Several studies have demonstrated that the non-additive effects are different during different periods in the decomposition of a litter cohort [3], [28]. This is due to changes in concentrations of water soluble nutrients and structural carbohydrates during different stages of decay [29], [30], [31]. In addition, as an invasion proceeds, the relative amount of the invaders litter changes potentially altering the way in which the mixed pool of litter decays.

In this study, we evaluate the following questions: (1) Do positive non-additive effects occur when litter of M. micrantha is mixed with litter of native species? (2) How do the non-additive mixing effects change with different mixing ratios of the litter species? and (3) Do the non-additive mixing effects change over the time course of the litter decomposition process? To test the effects of the mixing M. micrantha litter with native litter we compared single-species litter decomposition and C and N concentration for 7 native species with those of mixed litter of M. micrantha with each individual native litter type (3 different ratio-mixtures of the native and M. micrantha) after 3 decomposition durations (60 days, 128 days, and 180 days decay).

Materials and Methods

Ethics Statement

All necessary permits to collect plant material, to treat soil and bury litterbags in the study field were obtained from Dinghushan Forest Experimental Station.

Litter Collection

We selected 7 resident native evergreen tree species (Ficus virens, Litsea glutinosa, Cinnamomum camphora, Acacia confusa, Pinus massoniana, Schima superba, Castanopsis chinensis) to study the litter mixing effect with M. micrantha based on a study by Zhou et al. [32] from the same site in Guangdong Province. Freshly senesced leaf litter of each resident native species was collected between December 2005 and January 2006. A detailed description of the chemical characteristics of the 7 species litter can be found in Table 1. Litter of M. micrantha was mostly vine/stem with few leaves as is typical for this species in a mixed forest setting [25]: in an invaded mixed community, its stem-leaf biomass ratio is 10∶1. Mikania micrantha stems were cut as 4–5 cm pieces in order to mix with litter of the 7 native species. The collected litter was air dried and mixed with each species according to treatment. Simultaneously, subsamples were oven dried and ground into powder using a basic analytical mill (IKA, Germany). The initial litter concentrations of C and N were then determined by dry combustion on a CHNS analyzer (Vario El, Germany).

Experimental Setup

We used a buried litterbag technique to quantify litter decomposition. Single-species litterbags were used to generate decomposition rates and N and C release for pure litter. These rates were used as a baseline for comparison with mixed-species litter-bags to determine if interaction effects occurred when litter of different species was mixed. In order to measure the mixture effect on litter decomposition and nutrient release at different degrees of M. micrantha invasion, litter of M. micrantha was mixed with the above 7 native plants respectively at the following ratios: M1 (1∶4, exotic:native), M2 (1∶1) and M3 (4∶1). These three ratios are hereafter referred to as the low (M1), medium (M2), and high (M3 )degrees of invasion. Total litter mass/bag was 10 g with 12 replicate bags per species and per species mixture. There were 4 replicate bags for each combination of mixture and sampling date.

————

● TASK REQUIREMENTS
Write the next part of the passage on mixing Mikania micrantha litter with native tree litter, starting after its last sentence.

● SOURCE MATERIAL
————

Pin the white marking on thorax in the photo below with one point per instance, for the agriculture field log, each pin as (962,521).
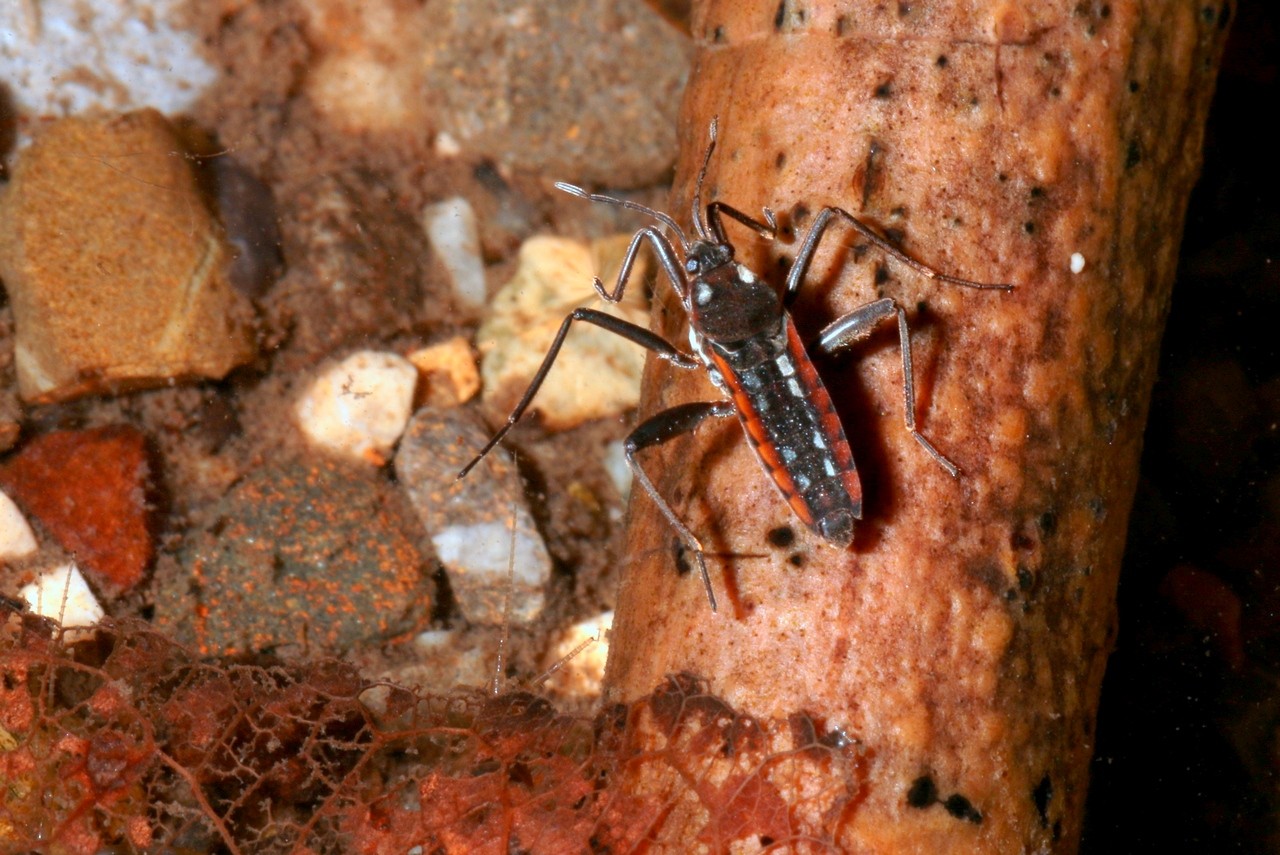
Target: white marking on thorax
(695,343)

————

● RESULT BELOW
To reduce the effect of habitat variability on decomposition dynamics, we selected a flat open area in a subtropical forest area of Dinghushan Forest Experimental Station (N23°10', E112°10'), southern China, where the annual relative humidity is 80%, the mean annual temperature is 21°C, and the mean annual rainfall is 1927 mm. The litter layer in the forest was moved aside and the top 20 cm of soil mixed to create a homogenous environment across the area where the bags were to be set out. Nylon-net bags (15 cm×20 cm, 1 mm mesh) containing air dried litter were buried horizontally at a shallow depth (approx. 5 cm) as others have done [33], [34], [35]. All the litterbags were buried at the beginning of April 2006 with a randomized block design. Four litterbag of each type were retrieved after 60 d, 128 d, 180 d decay. These were brushed lightly to remove soil and roots, rinsed, dried at 60°C, and dry mass determined. The litter was ground and analyzed for C and N content as described above. Mass loss and N concentration data were used to calculate changes in the absolute amount of N (net immobilization or release).

Calculations

Observed litter mass loss (%) of both single-species and mixed-species was calculated as below:

Observed litter mass loss (%) = (Mlb–Mla)/Mlb × 100 (1).

Where, Mlb: Litter mass in the litterbags before decomposition, Mla: Litter mass remaining after decomposition.

To determine whether interactions in litter mixtures occurred, we compared the predicted mass loss, using the mass loss from the single-species litterbags of the component species adjusted for proportional weight in the mix to the actual value observed for mixture. This was calculated as follows [1], [8] where PLML stands for Predicted Litter Mass Loss:

PLML % = [Mnat/(Mnat+Mnon) × LMLnat+Mnon/(Mnat+Mnon) × LMLnon] (2).

In this equation, LMLnat and LMLnon are the litter mass loss (%) of single-species litterbag of native species and non-native species respectively, and Mnat and Mnon are the initial litter dry mass of these species in the mixture.

The strength of the mixed litter decomposition interaction is defined as [8]:

 = 1– (observed/predicted remaining mass) (3).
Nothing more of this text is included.